*** Block opens ***

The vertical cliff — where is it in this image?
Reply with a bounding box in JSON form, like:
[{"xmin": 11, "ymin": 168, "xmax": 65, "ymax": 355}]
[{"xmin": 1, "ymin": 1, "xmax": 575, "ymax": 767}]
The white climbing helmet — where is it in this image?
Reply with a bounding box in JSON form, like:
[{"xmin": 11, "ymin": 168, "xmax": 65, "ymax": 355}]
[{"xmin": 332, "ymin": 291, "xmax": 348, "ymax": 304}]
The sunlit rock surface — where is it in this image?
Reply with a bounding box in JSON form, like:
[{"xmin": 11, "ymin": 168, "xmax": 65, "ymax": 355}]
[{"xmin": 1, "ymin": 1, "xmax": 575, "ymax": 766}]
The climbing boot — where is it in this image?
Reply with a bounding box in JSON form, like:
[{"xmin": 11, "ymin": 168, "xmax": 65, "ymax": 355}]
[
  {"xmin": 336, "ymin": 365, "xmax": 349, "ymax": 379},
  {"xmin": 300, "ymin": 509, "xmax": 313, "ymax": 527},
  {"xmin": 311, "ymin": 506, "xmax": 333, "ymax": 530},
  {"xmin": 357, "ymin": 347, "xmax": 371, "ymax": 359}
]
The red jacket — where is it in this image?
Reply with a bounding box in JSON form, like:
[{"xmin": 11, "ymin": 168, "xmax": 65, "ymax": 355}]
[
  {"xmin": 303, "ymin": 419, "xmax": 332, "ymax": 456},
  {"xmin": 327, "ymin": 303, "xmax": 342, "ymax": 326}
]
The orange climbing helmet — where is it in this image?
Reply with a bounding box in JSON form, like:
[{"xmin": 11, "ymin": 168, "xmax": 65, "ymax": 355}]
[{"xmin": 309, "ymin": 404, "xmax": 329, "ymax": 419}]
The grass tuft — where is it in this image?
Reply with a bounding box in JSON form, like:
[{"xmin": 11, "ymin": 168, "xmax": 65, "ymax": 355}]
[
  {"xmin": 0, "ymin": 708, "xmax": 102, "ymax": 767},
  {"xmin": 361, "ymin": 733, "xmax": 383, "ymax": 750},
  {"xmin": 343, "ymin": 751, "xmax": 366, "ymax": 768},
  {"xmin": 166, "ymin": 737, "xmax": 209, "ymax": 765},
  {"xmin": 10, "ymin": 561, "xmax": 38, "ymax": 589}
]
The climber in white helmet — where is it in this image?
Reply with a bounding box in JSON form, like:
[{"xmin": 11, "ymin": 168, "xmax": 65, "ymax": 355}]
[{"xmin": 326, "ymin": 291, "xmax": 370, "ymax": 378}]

*** Block closes ***

## WHAT NEEDS TO BE DONE
Wherever the string "helmet" occurs in the data, copy the line that holds it.

## RESULT FOR THIS EXERCISE
The white climbing helmet — where is it in this image?
The orange climbing helmet — where is it in this image?
The climber in white helmet — where is it in this image?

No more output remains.